Task instructions:
Reproduce the line containing "One pin marks each instance of the shadow" and every line after it through the end of the records. Include nothing else.
[Data for this task Boundary: Start]
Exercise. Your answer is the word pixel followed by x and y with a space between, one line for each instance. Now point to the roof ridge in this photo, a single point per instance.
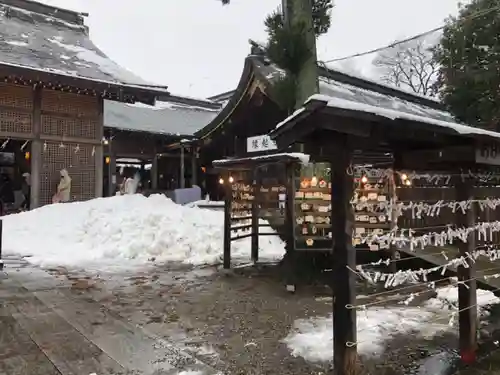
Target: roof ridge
pixel 258 51
pixel 63 14
pixel 186 100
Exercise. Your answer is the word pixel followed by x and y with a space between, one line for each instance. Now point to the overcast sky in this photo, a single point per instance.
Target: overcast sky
pixel 197 47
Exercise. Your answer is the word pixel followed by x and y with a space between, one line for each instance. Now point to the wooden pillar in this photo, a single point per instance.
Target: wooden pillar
pixel 154 172
pixel 393 267
pixel 194 168
pixel 183 169
pixel 290 260
pixel 99 170
pixel 344 257
pixel 255 217
pixel 98 153
pixel 467 298
pixel 227 222
pixel 36 149
pixel 112 180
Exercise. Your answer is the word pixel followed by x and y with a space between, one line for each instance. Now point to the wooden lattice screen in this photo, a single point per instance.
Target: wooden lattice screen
pixel 80 164
pixel 17 113
pixel 70 115
pixel 76 117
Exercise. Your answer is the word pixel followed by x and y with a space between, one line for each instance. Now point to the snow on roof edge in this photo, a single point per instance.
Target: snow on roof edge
pixel 64 74
pixel 382 84
pixel 388 113
pixel 303 158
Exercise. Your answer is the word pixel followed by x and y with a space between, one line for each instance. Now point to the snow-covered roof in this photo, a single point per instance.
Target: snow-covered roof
pixel 446 124
pixel 332 83
pixel 363 97
pixel 47 39
pixel 279 157
pixel 163 118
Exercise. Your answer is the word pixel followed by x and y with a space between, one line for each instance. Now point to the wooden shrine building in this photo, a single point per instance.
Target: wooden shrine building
pixel 157 140
pixel 252 110
pixel 54 81
pixel 331 129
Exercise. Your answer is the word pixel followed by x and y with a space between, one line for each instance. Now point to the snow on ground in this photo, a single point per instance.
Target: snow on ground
pixel 125 231
pixel 206 202
pixel 312 338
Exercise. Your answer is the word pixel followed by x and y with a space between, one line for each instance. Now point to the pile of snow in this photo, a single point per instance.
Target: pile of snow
pixel 312 338
pixel 125 231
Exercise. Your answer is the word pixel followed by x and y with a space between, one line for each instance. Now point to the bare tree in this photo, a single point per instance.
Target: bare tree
pixel 409 65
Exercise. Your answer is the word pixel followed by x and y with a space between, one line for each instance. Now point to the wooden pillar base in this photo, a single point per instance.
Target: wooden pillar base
pixel 467 298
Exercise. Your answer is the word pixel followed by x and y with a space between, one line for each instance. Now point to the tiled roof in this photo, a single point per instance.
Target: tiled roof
pixel 42 38
pixel 164 118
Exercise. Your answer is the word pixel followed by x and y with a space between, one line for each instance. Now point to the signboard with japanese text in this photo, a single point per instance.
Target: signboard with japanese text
pixel 488 154
pixel 260 143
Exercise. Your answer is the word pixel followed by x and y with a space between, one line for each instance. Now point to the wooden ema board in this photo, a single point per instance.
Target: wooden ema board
pixel 483 266
pixel 313 209
pixel 369 218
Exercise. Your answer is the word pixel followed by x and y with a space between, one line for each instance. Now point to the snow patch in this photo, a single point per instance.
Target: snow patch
pixel 125 231
pixel 16 43
pixel 105 64
pixel 312 338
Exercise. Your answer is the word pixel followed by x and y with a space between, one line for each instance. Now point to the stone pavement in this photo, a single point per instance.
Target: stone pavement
pixel 45 330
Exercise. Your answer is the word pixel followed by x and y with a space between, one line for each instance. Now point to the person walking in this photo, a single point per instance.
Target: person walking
pixel 26 189
pixel 63 194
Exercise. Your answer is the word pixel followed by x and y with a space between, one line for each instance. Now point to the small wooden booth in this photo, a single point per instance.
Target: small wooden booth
pixel 256 198
pixel 340 129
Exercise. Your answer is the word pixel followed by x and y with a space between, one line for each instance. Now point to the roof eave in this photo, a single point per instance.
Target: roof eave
pixel 121 90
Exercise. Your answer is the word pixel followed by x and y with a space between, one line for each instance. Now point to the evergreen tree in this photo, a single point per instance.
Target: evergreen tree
pixel 292 48
pixel 469 59
pixel 289 48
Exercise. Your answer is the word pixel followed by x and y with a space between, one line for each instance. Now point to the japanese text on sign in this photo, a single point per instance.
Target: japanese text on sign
pixel 260 143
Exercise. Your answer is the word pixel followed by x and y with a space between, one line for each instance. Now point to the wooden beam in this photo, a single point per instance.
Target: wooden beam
pixel 227 223
pixel 442 155
pixel 467 298
pixel 255 217
pixel 65 139
pixel 344 260
pixel 36 149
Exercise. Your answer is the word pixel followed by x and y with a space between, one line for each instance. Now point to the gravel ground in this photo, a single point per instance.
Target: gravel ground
pixel 235 321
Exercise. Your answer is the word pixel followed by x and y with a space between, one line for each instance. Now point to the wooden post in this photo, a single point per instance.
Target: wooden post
pixel 227 223
pixel 99 154
pixel 467 298
pixel 154 172
pixel 393 267
pixel 183 170
pixel 36 150
pixel 194 169
pixel 290 261
pixel 344 257
pixel 255 217
pixel 1 244
pixel 112 180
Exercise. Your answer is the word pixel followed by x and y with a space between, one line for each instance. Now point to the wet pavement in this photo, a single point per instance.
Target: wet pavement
pixel 45 329
pixel 165 320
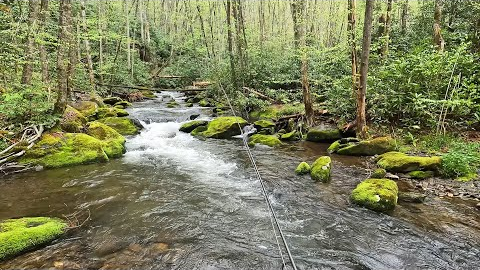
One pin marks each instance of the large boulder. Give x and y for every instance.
(224, 127)
(376, 194)
(65, 149)
(124, 126)
(400, 162)
(190, 126)
(24, 234)
(353, 147)
(321, 169)
(268, 140)
(113, 142)
(72, 121)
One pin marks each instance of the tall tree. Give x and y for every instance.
(299, 22)
(361, 120)
(34, 6)
(65, 40)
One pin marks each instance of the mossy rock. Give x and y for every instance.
(20, 235)
(371, 147)
(56, 150)
(421, 175)
(323, 135)
(112, 100)
(376, 194)
(321, 169)
(87, 108)
(190, 126)
(268, 140)
(113, 142)
(400, 162)
(124, 126)
(224, 127)
(379, 173)
(72, 121)
(303, 168)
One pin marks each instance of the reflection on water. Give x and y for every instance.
(176, 202)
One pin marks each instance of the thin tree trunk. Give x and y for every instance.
(361, 97)
(34, 6)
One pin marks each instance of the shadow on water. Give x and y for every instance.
(176, 202)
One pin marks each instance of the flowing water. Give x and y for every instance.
(177, 202)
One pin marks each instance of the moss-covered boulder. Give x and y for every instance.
[Data for this task Boundary: End]
Written solution:
One pin marks each instance of the shadow on water. Give x and y for every instance.
(176, 202)
One pin marks each instance of the flowing water. Give x and y for every instance.
(177, 202)
One pin marks each instance of the moss-covered boulder. Give x and y for every instance.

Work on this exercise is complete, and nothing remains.